Why can't class methods call other class methods or themselves?

Question

I am curious why methods cannot call other methods or themselves in javascript. For example, this produces a Reference error saying add is not defined.

class sum {
  add(x, amt) {
    if(amt == 0) return x
    return add(x+1, amt-1)
  }
}
summer = new sum()
console.log(summer.add(5,5))

You must use this.add() instead.

Now I understand that the methods get translated to functions on the prototype but I don't see how that explains this limitation I'm pointing out?

Couldn't one reason that when add is defined it could have references to itself or other methods with a closure capture.

Why is it this way?

Answer 1

I will try to make it "slightly" more theorical, without going too deep in the documentations and so on.

The main answer to your question can be found by transpiling your code to plain javascript. To accomplish that, you can either use babel online or the typescript online playground. Either case, the transpiled code will look like this:

"use strict";
var sum = /** @class */ (function () {
    function sum() {
    }
    sum.prototype.add = function (x, amt) {
        if (amt == 0)

**Aim 1**.
Answer these questions about the thread on JavaScript class methods:
(a) What kind of error does the example code produce, and what does it say is not defined?
(b) What call does the question say must be used instead?
(c) Which two tools does the first answer suggest for transpiling the code?
**Aim 2**. Quote the part of the listing that starts at the line containing "Where can the white painted" and runs through the last line of the listing.

[Stored items from a collection]

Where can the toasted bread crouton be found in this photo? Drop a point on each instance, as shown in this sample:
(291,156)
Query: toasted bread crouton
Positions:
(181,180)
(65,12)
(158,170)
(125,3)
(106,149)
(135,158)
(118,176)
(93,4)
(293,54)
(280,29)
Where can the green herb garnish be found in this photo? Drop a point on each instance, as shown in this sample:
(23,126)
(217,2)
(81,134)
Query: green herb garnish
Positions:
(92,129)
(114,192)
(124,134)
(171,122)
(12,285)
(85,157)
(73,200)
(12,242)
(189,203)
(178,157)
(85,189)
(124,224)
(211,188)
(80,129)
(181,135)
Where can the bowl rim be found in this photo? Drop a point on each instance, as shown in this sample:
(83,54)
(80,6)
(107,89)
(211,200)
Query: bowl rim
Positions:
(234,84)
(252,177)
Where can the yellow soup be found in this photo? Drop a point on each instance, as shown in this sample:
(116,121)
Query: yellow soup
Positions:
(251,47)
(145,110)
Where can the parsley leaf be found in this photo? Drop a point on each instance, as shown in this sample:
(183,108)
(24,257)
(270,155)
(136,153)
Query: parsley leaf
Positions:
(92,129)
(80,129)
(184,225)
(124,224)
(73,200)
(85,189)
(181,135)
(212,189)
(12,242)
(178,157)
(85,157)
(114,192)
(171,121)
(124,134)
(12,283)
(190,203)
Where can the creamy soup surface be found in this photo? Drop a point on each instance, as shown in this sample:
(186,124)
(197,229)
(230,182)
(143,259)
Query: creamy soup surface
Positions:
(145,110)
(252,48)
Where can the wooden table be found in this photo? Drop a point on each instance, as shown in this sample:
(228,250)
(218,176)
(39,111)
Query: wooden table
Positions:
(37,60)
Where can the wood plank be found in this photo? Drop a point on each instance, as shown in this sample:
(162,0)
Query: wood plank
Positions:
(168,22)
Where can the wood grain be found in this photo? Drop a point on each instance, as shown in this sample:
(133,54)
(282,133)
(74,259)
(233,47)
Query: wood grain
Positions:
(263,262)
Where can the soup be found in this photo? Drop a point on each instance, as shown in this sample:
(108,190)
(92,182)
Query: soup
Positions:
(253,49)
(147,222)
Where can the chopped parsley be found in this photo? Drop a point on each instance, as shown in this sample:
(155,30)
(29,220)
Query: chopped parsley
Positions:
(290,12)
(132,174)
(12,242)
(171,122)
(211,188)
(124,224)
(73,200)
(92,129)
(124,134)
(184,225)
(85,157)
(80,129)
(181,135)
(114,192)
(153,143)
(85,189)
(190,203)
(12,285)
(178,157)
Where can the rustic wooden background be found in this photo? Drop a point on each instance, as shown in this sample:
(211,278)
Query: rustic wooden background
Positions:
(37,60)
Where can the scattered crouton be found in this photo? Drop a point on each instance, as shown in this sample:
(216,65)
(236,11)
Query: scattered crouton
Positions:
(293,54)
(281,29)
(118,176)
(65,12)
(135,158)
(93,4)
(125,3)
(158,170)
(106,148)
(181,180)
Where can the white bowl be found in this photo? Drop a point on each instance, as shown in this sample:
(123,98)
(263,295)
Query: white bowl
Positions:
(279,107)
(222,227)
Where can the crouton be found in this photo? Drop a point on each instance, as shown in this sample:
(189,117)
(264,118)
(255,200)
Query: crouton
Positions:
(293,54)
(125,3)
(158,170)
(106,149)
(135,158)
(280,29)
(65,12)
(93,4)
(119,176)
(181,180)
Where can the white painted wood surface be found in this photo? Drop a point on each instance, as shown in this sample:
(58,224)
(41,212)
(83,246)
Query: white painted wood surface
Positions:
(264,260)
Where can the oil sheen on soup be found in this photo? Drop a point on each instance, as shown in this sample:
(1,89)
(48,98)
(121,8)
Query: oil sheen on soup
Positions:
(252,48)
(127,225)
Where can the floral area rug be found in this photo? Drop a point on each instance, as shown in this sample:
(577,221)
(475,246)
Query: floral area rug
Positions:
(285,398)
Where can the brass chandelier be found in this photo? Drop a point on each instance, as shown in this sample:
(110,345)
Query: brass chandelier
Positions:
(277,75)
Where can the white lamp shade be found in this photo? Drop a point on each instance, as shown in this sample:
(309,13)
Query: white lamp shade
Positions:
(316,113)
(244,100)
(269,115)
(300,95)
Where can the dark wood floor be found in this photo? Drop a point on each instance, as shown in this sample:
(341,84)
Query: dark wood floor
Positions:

**Written response 1**.
(a) A Reference error saying add is not defined.
(b) this.add()
(c) Babel online or the TypeScript online playground.

**Written response 2**.
Where can the white painted wood surface be found in this photo? Drop a point on each instance, as shown in this sample:
(58,224)
(41,212)
(83,246)
Query: white painted wood surface
Positions:
(264,260)
Where can the oil sheen on soup be found in this photo? Drop a point on each instance, as shown in this sample:
(1,89)
(48,98)
(121,8)
Query: oil sheen on soup
Positions:
(252,48)
(127,225)
Where can the floral area rug be found in this photo? Drop a point on each instance, as shown in this sample:
(577,221)
(475,246)
Query: floral area rug
Positions:
(285,398)
Where can the brass chandelier be found in this photo? Drop a point on each instance, as shown in this sample:
(110,345)
Query: brass chandelier
Positions:
(277,75)
Where can the white lamp shade be found in this photo? Drop a point on each instance, as shown in this sample:
(309,13)
Query: white lamp shade
Positions:
(316,113)
(244,100)
(269,115)
(300,95)
Where can the dark wood floor be found in this photo? Drop a point on each instance, as shown in this sample:
(341,84)
Query: dark wood floor
Positions:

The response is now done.